------ Exercise text

Friday, July 28, 2006

Update from Gaza and Lebanon

Its difficult blogging from way over here. I feel impotent, a far-and-away observer, distant and a little too comfortable. and I don't like it. its so easy to get lost here in your own little world, whatever that world is; its not wonder the average American knows-and cares-so little about the outside world; Between the longest work hours on the planet and corporate-controlled media in the hours you do have to yourself, I don't blame them in some ways. That, and insanely expensive health insurance. More on this later.

News from back home: Yassine's parents were able to flee to Syria, where he has two Aunts in refugee camps there. His brother's stayed behind in Baalbeck to guard their home, lest the refugee camps, too, become "accidental targets". His sister and her family are still in Tyre in the south, and communication is on and off with them.

From Gaza: things are grim. We speak regularly with my father's cousin, who tells us that because of the closures, vegetables are being dumped on the local markets, with tomatoes selling for 3 shekels a box (less than a dollar). the problem is, there is no refridgeration=no electriciy, adn we are talking about high summer; so people can only buy what they can cook, and eat, that day.

and another email from Fida about life in Rafah under siege, verbatim:

Life here awful , I cant believe it , is this Gaza ? I can't even imagine what's going on , no body out help or even feel what's going on , its horrible... people every day killed and no body say look to these Palestinians or Lebaneses.

The food , the water , the electricity , all of this awful , I came back with some money and I thought I will help a lot but I gave them to some families and now I'm looking to these families and looking to my hands and there is nothing I can do .

------------

# Apply what you read
(a) From the blog post on Gaza and Lebanon, quote the passage that begins at the words "Update from Gaza" and stops after the words "off with them.".
(b) In the blog post on Gaza and Lebanon, where were Yassine's parents able to flee?

------ Given information

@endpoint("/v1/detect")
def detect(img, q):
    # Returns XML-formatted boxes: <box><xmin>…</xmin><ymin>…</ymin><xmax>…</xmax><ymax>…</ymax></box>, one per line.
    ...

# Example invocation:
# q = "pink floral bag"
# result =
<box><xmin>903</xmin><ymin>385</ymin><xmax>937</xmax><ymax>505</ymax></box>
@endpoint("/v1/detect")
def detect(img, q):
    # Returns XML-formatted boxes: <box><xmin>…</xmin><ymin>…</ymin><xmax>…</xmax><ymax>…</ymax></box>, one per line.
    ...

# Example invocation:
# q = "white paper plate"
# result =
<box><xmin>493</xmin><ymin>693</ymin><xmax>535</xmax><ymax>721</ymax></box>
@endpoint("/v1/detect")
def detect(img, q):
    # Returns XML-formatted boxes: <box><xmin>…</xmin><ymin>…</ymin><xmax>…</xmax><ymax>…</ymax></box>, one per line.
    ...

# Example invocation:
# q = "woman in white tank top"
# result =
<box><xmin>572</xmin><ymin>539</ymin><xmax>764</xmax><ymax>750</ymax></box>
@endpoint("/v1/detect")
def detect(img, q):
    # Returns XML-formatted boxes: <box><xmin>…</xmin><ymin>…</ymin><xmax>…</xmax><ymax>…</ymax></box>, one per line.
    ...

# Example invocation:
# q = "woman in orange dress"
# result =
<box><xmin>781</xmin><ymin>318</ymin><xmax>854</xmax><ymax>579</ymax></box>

------------

# Answer list
(a)
Update from Gaza and Lebanon

Its difficult blogging from way over here. I feel impotent, a far-and-away observer, distant and a little too comfortable. and I don't like it. its so easy to get lost here in your own little world, whatever that world is; its not wonder the average American knows-and cares-so little about the outside world; Between the longest work hours on the planet and corporate-controlled media in the hours you do have to yourself, I don't blame them in some ways. That, and insanely expensive health insurance. More on this later.

News from back home: Yassine's parents were able to flee to Syria, where he has two Aunts in refugee camps there. His brother's stayed behind in Baalbeck to guard their home, lest the refugee camps, too, become "accidental targets". His sister and her family are still in Tyre in the south, and communication is on and off with them.

(b) Syria